Exercise instructions:
[A] In the commentary on Kissinger's appointment, on what date did Bush draft the executive order that could keep presidential records locked up?
[B] Carry the commentary on Kissinger's appointment forward from its final sentence.

Selected text:
◆ ◆ ◆

President George Bush dropped the current bombshell the
day before Thanksgiving, while people were distracted
by holiday plans and Congress had scattered. So Kissinger
will be head of the September 11 "independent" investigation.
Kissinger Associates is still in business. What its business
is, exactly, is hard to say. From the founding of the company
all consultations have been done verbally and in person because,
as former Kissinger Associates executive Brent Scowcroft said,
``We don't want to see it ... passed around.'' The Kissinger
client list is also secret. Fred Kaplan of the Boston Globe
recently tried to get the list but was told by an assistant
for Kissinger that its contents are private. However, Kaplan
quotes Scott Armstrong, founder of the National Security Archive:
''He has so many clients whose interests are so
completely tied up in the results of this investigation,''
Armstrong said. ''The minute you start talking about clerics
in Saudi Arabia, it's in no way in the interests of his clients
for the whole truth to be told.'' [Fred
Kaplan, "Some See Kissinger as Wrong Man for the Job," The
Boston Globe, November 28, 2002]
If, as many suspect, Kissinger works for several Persian
Gulf states, oil companies, and transportation firms, would
that not be a conflict of interest? And, if so, why
was he nominated?
As an editorial in the New York Times delicately understated,
"Mr. Kissinger obviously has a keen intellect and
vast experience in national security matters. Unfortunately,
his affinity for power and the commercial interests he has
cultivated since leaving government may make him less than
the staunchly independent figure that is needed for this critical
post. Indeed, it is tempting to wonder if the choice of Mr.
Kissinger is not a clever maneuver by the White House to contain
an investigation it long opposed." [New
York Times, November 29, 2002]
Well duh, New York Times. Of course the White
House is trying to contain the investigation. The White House
has opposed an investigation since September 12, 2001, citing
security concerns.
This administration is keeping secrets. On October 29, 2001,
Bush drafted an executive
order that could keep presidential records locked up in
perpetuity; nearly anything in White House files can be kept
classified as long as either a former or current president
says so. (See George Lardner Jr., "Bush
Clamping Down on Presidential Papers," The Washington
Post, November 1, 2001.)

◆ ◆ ◆

Data section:
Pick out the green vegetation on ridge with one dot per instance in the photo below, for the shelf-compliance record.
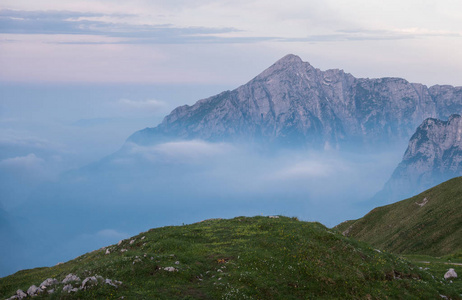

◆ ◆ ◆

Responses:
[A] October 29, 2001.

[B]
This past May, revelations that Bush was warned of impending
terrorist attacks during a security briefing (see, for example,
Michael Elliott, "How the U.S. Missed the Clues," Time, May
27, 2002) put a dent in Bush's poppularity ratings. Subsequent
news stories revealed that the White House should have expected
a major terrorist attack on U.S. soil, yet it was caught unprepared
(see the Timeline
of Terror for a plethora of evidence and links).
The congressional intelligence committees held their own
hearings, mostly behind closed doors, and when asked about
investigations the White House pointed at Congress. However,
by mid-September even Republicans on the committees complained
that the White House was withholding any information relating
to the President's pre-September 11 intelligence briefings.
"Much as he did in dropping his initial opposition
to a new Department of Homeland Security, Bush abruptly changed
course. The president announced that he now favored an independent
commission, as both houses of Congress rushed to approve one.
By mid-October, all that remained was for the White House
and Congress to nail down final details. But on the eve of
its recess for the November elections, negotiations came unglued.
Republicans such as Sen. John McCain charged that the administration
was trying to scuttle the deal." [Walter
Shapiro, "Kissinger Announcement Nearly as Secretive as He,"
USA Today, November 29, 2002]
The original plan for the independent investigative committee
was to have ten members and two co-chairs, one Democrat and
one Republican, and it allowed a vote of five members to authorize
issuing subpoenas. The White House insisted it would appoint
one chairman and that there should be a vote of six to four
to issue subpoenas.
The White House got its way. And now Henry Kissinger - a
man who keeps secrets; a man who thinks the little people
don't need to know what the powerful are doing - is in charge.
Is this containing an investigation, or what? If the Bushies
don't have something to hide, they are putting on a hell of
an act.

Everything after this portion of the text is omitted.